Region pointing data:
══════════════════════════════
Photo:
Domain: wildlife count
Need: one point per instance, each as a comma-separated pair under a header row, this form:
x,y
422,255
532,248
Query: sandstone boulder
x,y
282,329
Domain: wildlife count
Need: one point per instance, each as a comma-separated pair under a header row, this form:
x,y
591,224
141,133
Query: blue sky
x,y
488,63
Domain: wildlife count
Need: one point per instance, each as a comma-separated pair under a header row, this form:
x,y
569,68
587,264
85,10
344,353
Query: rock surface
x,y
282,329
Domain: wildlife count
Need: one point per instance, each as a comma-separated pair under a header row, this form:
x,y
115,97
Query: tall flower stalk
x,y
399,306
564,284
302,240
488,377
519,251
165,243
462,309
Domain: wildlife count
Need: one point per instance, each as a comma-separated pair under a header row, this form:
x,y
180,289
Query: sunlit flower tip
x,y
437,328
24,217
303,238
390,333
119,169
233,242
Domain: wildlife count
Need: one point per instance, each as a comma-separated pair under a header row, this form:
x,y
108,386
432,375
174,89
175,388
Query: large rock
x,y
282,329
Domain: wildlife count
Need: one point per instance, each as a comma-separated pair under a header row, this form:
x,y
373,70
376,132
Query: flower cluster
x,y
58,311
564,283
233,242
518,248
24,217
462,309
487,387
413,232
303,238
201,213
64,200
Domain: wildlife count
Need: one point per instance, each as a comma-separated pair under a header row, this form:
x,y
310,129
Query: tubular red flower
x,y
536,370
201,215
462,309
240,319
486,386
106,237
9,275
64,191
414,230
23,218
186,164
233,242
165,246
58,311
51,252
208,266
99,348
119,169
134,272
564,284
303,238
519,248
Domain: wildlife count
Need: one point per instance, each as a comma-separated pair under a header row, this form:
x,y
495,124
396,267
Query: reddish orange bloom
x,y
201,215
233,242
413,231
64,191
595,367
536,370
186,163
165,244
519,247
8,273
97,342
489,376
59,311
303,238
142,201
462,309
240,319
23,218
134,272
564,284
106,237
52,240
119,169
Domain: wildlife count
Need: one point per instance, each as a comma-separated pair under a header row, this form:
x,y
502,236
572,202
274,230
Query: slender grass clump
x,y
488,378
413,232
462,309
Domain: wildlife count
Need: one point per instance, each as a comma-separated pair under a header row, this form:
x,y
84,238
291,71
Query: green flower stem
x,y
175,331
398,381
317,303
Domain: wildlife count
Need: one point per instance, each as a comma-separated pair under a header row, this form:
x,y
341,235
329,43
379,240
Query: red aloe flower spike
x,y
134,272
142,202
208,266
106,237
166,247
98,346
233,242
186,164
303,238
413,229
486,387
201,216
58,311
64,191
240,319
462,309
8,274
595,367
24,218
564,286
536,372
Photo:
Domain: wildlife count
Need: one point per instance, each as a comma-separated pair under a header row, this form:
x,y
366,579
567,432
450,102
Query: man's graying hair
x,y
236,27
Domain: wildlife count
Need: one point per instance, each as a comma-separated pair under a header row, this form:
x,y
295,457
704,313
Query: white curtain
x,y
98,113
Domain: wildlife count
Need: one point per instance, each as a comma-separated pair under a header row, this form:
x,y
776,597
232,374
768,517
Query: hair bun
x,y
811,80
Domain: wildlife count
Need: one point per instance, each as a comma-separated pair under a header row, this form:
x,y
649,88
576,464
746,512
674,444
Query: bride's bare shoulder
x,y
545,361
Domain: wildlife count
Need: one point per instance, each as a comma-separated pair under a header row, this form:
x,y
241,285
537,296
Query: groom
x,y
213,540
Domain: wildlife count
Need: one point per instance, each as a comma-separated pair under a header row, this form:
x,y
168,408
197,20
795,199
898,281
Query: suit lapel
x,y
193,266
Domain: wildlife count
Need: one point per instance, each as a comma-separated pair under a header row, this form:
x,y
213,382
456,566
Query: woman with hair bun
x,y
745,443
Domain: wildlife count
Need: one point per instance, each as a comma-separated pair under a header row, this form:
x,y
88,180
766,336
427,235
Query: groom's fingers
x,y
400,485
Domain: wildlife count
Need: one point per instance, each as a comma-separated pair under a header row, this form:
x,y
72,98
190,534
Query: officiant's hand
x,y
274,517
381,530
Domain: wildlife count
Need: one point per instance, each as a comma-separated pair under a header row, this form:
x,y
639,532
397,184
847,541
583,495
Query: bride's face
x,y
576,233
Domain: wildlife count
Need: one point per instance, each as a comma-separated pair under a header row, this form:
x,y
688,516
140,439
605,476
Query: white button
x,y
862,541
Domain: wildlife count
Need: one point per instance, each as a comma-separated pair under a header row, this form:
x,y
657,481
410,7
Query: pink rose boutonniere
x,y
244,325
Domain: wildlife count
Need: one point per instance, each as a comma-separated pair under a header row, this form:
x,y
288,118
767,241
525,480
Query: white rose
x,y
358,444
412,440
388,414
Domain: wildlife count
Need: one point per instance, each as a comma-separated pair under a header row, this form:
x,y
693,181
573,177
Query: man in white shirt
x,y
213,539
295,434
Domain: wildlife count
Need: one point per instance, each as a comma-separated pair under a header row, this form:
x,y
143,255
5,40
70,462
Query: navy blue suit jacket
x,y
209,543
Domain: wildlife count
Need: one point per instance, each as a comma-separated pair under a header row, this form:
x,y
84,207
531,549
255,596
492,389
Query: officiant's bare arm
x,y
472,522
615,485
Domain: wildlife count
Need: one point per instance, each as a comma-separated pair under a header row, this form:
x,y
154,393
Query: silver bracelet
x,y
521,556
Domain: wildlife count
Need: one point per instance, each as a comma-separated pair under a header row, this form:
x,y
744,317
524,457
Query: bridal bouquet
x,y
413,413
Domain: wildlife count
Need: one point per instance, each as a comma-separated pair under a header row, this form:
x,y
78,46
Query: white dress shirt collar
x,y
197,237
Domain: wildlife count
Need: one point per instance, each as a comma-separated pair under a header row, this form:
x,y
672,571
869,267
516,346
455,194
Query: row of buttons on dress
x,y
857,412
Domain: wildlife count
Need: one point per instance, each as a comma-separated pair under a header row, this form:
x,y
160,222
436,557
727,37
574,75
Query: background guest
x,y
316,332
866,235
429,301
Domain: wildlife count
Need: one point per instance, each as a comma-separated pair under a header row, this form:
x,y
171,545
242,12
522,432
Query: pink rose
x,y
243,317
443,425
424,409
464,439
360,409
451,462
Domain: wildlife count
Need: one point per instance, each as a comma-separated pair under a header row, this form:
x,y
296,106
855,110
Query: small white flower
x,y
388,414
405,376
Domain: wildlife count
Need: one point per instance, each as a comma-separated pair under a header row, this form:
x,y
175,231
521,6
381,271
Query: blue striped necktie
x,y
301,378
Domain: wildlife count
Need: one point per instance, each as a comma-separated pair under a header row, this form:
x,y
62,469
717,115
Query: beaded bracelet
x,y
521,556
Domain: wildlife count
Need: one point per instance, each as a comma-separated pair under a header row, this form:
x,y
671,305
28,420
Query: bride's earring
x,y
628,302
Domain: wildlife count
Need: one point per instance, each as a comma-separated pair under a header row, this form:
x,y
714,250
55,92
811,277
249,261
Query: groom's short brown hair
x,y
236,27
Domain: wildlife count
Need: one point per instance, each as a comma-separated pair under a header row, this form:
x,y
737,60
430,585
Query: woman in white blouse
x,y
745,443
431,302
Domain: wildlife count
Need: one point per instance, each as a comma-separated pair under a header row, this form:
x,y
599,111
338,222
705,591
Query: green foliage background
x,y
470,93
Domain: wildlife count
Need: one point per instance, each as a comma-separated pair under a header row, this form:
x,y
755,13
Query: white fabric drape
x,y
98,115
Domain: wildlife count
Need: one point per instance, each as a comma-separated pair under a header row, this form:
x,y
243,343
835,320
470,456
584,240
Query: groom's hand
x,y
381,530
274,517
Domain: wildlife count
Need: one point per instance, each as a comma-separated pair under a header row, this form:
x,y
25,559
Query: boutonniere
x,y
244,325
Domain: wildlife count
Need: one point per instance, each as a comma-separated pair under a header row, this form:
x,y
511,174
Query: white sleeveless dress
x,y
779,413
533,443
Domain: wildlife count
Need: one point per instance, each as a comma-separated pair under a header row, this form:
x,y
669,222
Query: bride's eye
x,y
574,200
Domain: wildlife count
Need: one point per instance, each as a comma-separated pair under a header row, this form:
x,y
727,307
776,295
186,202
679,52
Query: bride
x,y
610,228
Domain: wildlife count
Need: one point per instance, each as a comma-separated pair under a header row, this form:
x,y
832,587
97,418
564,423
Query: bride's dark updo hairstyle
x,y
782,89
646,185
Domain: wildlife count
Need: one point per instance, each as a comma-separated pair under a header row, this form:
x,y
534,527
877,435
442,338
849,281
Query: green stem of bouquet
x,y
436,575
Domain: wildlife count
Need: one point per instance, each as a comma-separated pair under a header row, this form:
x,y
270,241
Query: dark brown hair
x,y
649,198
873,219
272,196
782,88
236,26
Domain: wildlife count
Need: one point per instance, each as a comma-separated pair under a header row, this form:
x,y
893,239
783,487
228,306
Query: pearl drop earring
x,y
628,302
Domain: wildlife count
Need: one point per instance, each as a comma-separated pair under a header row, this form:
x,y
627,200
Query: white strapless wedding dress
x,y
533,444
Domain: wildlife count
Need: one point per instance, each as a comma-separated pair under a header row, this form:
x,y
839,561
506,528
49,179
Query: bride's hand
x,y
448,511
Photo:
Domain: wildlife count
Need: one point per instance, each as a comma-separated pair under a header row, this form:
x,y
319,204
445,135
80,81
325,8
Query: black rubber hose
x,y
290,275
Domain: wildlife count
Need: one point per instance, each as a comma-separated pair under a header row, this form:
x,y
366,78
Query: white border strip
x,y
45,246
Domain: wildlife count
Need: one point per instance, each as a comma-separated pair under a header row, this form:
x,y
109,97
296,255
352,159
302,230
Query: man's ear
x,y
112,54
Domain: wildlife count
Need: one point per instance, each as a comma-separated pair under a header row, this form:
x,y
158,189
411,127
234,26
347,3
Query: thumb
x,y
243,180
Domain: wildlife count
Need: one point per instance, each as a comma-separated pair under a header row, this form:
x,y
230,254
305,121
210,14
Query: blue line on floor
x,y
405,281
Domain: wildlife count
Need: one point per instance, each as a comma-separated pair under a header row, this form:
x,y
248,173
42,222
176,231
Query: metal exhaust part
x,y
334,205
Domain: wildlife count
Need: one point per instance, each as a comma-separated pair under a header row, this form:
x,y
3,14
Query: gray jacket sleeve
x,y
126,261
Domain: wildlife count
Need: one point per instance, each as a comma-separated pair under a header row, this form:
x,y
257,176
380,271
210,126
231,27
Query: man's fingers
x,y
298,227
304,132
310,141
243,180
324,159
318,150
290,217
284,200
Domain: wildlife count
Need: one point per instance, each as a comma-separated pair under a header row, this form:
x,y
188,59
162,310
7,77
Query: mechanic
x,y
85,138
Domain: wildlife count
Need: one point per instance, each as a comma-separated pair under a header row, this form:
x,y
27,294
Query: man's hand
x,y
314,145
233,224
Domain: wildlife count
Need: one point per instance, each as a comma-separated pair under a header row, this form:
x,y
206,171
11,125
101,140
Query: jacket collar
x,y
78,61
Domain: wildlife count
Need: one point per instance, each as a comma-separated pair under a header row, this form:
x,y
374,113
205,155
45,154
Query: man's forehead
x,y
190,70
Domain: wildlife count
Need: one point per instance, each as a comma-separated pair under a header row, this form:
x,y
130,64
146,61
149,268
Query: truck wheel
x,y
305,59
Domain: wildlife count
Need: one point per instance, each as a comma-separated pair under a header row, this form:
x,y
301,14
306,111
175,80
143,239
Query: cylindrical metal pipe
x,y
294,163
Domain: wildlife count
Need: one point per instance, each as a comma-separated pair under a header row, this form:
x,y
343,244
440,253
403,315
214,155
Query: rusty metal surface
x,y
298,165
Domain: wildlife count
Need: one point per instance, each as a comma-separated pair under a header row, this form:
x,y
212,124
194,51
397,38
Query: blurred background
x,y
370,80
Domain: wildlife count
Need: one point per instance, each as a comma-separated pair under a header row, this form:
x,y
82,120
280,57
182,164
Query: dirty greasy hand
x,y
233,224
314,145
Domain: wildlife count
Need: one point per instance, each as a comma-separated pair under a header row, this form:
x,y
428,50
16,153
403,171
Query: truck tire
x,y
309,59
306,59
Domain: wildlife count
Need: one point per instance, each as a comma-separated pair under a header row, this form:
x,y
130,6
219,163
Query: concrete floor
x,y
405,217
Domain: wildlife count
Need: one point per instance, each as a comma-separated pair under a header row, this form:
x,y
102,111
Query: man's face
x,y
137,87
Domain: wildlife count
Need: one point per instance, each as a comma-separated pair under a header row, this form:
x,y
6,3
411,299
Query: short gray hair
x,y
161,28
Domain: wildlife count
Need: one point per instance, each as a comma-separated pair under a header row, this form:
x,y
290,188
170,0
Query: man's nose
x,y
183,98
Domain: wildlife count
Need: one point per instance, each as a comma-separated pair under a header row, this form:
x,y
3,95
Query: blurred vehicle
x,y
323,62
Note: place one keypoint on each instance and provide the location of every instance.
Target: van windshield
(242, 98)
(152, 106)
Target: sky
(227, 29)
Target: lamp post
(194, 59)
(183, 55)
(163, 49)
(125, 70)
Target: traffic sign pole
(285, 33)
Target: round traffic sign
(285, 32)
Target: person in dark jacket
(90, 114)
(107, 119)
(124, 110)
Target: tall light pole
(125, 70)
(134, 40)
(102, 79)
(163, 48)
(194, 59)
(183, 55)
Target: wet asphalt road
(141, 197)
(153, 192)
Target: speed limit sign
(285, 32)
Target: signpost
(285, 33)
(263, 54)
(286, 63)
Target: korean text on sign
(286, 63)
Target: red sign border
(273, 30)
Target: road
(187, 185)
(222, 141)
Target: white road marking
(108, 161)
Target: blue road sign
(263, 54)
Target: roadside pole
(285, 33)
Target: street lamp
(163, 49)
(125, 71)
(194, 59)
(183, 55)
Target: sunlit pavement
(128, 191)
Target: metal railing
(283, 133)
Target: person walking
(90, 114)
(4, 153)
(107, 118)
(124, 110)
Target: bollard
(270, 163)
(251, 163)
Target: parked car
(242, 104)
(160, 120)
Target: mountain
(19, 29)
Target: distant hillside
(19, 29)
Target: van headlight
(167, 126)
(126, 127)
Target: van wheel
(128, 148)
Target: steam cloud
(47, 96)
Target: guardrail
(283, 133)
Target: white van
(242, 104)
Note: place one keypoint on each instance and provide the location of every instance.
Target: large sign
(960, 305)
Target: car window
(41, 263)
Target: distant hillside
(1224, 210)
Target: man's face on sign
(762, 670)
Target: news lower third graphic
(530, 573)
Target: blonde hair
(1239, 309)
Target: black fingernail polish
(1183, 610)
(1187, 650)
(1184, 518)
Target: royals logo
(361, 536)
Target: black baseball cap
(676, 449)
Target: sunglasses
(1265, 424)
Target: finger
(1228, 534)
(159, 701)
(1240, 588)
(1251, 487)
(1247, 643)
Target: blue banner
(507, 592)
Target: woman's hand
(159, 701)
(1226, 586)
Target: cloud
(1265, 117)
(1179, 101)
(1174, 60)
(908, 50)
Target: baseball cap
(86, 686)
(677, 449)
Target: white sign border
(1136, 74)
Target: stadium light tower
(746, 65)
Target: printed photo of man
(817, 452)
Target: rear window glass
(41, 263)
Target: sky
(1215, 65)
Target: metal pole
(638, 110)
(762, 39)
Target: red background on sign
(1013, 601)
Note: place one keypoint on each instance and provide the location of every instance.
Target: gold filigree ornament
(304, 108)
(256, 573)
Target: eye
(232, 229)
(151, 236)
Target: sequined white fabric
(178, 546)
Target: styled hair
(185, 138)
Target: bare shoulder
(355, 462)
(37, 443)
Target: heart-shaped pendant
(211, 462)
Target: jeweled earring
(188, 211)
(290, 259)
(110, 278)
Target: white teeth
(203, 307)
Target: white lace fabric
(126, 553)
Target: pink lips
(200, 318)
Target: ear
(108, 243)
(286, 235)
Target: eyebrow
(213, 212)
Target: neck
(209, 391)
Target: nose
══════════════════════════════
Output the line containing "Target: white lace fabric" and each line after it through the close of the entries, unchanged and with no other lines.

YOUR RESPONSE
Target: white lace fabric
(126, 553)
Target: pink lips
(200, 318)
Target: ear
(108, 243)
(286, 235)
Target: eyebrow
(213, 212)
Target: neck
(209, 391)
Target: nose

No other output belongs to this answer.